And so it was that 126 years ago today the city of Fall River secured its place in history—albeit unwillingly—not as the Spindle City, the famed cotton capitol of the world, but as the scene of a horrific double parricide and the birthplace of its prime suspect, Lizzie Andrew Borden.

The city was stunned; as the telegraph wires hummed with the gruesome details, the country followed suit—and so did the civilized world.

Fall River and Lizzie Andrew Borden were inexorably linked, the bond as rock-hard and enduring as the city’s native granite.

Following a sensational trial where Lizzie was acquitted, she returned home a free woman.

Sentenced by the court of public opinion and haunted by the specter of suspicion, she was, to many detractors, a cunning murderess.

Thus her story has assumed legendary proportions, making it difficult to separate documented fact from legend and innuendo. 

Every new artifact contemporaneous to the event that surfaces provides another link in the chain—another piece to the puzzle.

And so, as promised, following is the content of the recently discovered letter sent to Prosecuting Attorney Hosea Morrill Knowlton in the late summer, 1892, by some anonymous author.

Letter to District Attorney Hosea Knowlton

                                                                                    Monday P M

Dist Attorney Knowlton

            Dear Sir: –

            Now that the cranks have had their say, we would like to have our say.

            We were going by the house on the morning of the murder, when we saw two men come from behind the house and jump over the back fence and disappear.

            One had an axe which was red, and the other had a pair of overalls which were dabbed with something red which looked like blood.
⁂
- **QUESTIONS ON THE MATERIAL**:
**a)** In the Lizzie Borden text, who was the recently discovered letter addressed to?
**b)** Reproduce the Lizzie Borden text word for word, starting at "The city was" and continuing up to and including "to the puzzle.".

- **PROVIDED MATERIAL**:
⁂
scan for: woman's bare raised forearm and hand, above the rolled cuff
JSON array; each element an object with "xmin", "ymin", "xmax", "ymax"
⁂
- **RESPONSE LIST**:
**a)** Prosecuting Attorney Hosea Morrill Knowlton.

**b)**
The city was stunned; as the telegraph wires hummed with the gruesome details, the country followed suit—and so did the civilized world.

Fall River and Lizzie Andrew Borden were inexorably linked, the bond as rock-hard and enduring as the city’s native granite.

Following a sensational trial where Lizzie was acquitted, she returned home a free woman.

Sentenced by the court of public opinion and haunted by the specter of suspicion, she was, to many detractors, a cunning murderess.

Thus her story has assumed legendary proportions, making it difficult to separate documented fact from legend and innuendo. 

Every new artifact contemporaneous to the event that surfaces provides another link in the chain—another piece to the puzzle.